§ **Work task**
Give every line of the records exactly, please, from the first up to and including the one containing "110, row 163.".
——————
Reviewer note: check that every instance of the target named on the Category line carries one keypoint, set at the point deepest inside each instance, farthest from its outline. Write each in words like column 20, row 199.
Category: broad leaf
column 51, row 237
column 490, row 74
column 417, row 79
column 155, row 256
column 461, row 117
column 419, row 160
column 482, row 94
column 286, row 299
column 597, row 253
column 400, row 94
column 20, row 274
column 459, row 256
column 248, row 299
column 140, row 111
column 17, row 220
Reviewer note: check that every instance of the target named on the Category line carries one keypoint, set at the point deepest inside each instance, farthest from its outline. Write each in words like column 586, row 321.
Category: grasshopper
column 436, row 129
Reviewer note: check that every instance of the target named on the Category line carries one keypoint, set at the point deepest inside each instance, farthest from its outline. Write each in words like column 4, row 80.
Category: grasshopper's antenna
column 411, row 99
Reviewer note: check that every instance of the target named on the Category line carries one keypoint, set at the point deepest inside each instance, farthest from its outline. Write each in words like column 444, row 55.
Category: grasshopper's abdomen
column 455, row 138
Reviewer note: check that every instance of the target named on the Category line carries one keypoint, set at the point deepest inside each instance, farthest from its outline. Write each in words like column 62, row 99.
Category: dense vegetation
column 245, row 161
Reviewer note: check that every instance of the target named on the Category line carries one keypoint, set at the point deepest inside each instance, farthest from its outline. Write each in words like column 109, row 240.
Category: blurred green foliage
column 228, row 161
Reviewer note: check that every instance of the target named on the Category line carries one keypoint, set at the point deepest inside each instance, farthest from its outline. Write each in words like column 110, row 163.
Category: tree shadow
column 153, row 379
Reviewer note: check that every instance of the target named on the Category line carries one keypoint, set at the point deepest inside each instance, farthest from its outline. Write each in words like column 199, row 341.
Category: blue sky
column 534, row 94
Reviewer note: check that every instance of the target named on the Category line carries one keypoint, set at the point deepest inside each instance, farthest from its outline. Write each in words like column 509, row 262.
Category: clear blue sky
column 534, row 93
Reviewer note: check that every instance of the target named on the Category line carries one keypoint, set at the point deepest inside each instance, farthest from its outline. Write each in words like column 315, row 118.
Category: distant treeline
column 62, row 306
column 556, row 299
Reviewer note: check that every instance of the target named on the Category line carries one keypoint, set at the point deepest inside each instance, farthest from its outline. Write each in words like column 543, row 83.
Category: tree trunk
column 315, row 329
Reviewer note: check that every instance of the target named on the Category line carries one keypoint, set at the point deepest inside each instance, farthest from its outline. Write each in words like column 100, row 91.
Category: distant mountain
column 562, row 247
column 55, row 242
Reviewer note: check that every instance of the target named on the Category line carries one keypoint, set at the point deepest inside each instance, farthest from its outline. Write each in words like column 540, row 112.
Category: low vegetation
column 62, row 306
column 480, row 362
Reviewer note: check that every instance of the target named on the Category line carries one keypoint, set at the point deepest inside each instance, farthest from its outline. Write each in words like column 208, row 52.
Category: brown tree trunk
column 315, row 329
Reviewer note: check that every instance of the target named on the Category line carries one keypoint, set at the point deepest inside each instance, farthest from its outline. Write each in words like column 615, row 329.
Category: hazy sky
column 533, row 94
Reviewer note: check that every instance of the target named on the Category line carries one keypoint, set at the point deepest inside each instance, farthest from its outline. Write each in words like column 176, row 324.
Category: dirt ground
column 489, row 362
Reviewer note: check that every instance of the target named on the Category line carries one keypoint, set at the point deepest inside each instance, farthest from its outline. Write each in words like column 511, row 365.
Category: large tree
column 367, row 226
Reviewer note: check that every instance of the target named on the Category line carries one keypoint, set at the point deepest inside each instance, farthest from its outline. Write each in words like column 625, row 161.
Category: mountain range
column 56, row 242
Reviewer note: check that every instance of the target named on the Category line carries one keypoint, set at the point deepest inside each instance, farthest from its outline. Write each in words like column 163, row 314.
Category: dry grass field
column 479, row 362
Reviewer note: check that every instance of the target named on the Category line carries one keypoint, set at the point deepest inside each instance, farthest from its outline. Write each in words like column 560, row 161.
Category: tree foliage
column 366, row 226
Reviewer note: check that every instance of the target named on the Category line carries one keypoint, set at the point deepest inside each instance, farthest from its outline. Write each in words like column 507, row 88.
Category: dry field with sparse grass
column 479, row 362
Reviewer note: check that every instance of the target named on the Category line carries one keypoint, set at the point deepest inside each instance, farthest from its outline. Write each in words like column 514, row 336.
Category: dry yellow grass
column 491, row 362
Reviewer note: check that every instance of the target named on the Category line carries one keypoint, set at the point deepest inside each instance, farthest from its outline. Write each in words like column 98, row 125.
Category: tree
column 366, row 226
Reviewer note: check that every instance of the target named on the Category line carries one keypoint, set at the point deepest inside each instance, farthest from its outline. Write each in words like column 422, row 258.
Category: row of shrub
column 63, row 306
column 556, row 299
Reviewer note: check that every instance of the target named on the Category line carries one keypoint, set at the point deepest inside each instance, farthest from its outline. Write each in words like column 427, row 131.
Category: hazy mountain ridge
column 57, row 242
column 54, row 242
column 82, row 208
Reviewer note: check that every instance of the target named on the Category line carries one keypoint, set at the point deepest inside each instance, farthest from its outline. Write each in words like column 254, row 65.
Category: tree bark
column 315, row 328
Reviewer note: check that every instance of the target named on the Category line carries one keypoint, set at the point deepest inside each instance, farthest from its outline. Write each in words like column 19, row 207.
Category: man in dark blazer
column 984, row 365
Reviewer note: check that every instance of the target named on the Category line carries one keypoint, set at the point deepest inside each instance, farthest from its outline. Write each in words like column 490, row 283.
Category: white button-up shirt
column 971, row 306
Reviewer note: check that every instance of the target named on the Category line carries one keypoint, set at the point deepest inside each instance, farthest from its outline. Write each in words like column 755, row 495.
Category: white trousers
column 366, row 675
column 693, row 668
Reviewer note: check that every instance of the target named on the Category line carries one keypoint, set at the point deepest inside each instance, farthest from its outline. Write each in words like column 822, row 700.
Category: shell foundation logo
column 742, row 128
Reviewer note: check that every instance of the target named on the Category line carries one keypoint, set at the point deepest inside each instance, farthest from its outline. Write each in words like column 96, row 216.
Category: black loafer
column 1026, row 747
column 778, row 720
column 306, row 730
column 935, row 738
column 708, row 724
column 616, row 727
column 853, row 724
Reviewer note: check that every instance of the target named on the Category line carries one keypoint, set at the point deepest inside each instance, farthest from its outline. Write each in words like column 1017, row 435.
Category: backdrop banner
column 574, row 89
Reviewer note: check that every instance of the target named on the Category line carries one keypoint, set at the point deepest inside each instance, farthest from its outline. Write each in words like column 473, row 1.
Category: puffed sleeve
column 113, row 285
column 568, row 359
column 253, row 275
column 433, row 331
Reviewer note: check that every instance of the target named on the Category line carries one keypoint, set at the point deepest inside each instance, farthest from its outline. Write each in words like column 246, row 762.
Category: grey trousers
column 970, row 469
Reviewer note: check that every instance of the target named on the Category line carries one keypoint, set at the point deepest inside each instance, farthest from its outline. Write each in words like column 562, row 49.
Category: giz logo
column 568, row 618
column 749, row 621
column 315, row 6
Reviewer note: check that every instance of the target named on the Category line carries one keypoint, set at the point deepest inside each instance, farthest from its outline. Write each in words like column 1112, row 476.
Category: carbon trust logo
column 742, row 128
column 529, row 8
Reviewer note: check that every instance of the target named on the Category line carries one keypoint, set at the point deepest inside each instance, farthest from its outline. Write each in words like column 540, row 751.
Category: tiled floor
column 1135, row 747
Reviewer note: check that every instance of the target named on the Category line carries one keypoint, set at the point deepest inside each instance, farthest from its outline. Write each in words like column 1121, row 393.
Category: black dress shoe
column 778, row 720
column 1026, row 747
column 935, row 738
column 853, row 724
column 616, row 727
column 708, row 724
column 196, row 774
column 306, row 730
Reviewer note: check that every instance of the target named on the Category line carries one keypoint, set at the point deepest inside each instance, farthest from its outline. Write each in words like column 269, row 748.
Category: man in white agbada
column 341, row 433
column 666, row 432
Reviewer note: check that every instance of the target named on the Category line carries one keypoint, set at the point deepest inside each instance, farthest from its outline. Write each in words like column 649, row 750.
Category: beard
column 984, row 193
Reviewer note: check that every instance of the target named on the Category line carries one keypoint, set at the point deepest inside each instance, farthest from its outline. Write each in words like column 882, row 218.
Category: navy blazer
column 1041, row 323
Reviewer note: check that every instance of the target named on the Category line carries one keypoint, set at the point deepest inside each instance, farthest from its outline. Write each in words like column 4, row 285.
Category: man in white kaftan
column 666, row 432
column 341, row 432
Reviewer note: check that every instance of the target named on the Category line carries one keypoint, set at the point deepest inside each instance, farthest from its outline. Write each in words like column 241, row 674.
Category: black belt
——————
§ **Completed task**
Reviewer note: check that every instance of the target named on the Category line carries one keypoint, set at the point deepest inside each instance, farthest from its outline. Write each in words like column 20, row 199.
Category: broad leaf
column 51, row 237
column 490, row 74
column 417, row 79
column 155, row 256
column 461, row 117
column 419, row 160
column 482, row 94
column 286, row 299
column 597, row 253
column 400, row 94
column 20, row 274
column 459, row 256
column 248, row 299
column 140, row 111
column 17, row 220
Reviewer note: check that every instance of the target named on the Category line carries one keypoint, set at the point deepest inside each instance, farthest from its outline. Write each in words like column 586, row 321.
Category: grasshopper
column 436, row 129
Reviewer note: check that every instance of the target named on the Category line carries one keypoint, set at the point deepest inside each instance, farthest from its outline. Write each in words like column 4, row 80.
Category: grasshopper's antenna
column 411, row 99
Reviewer note: check that every instance of the target named on the Category line carries one keypoint, set at the point deepest inside each instance, farthest from its outline. Write each in words like column 444, row 55.
Category: grasshopper's abdomen
column 455, row 138
Reviewer note: check that every instance of the target named on the Category line carries one keypoint, set at the point deepest inside each instance, farthest from its outline. Write each in words like column 62, row 99.
Category: dense vegetation
column 245, row 161
Reviewer note: check that every instance of the target named on the Category line carries one keypoint, set at the point deepest inside each instance, farthest from its outline. Write each in words like column 109, row 240.
Category: blurred green foliage
column 228, row 161
Reviewer note: check that every instance of the target named on the Category line carries one keypoint, set at the point deepest inside each instance, farthest from its outline. Write each in words like column 110, row 163.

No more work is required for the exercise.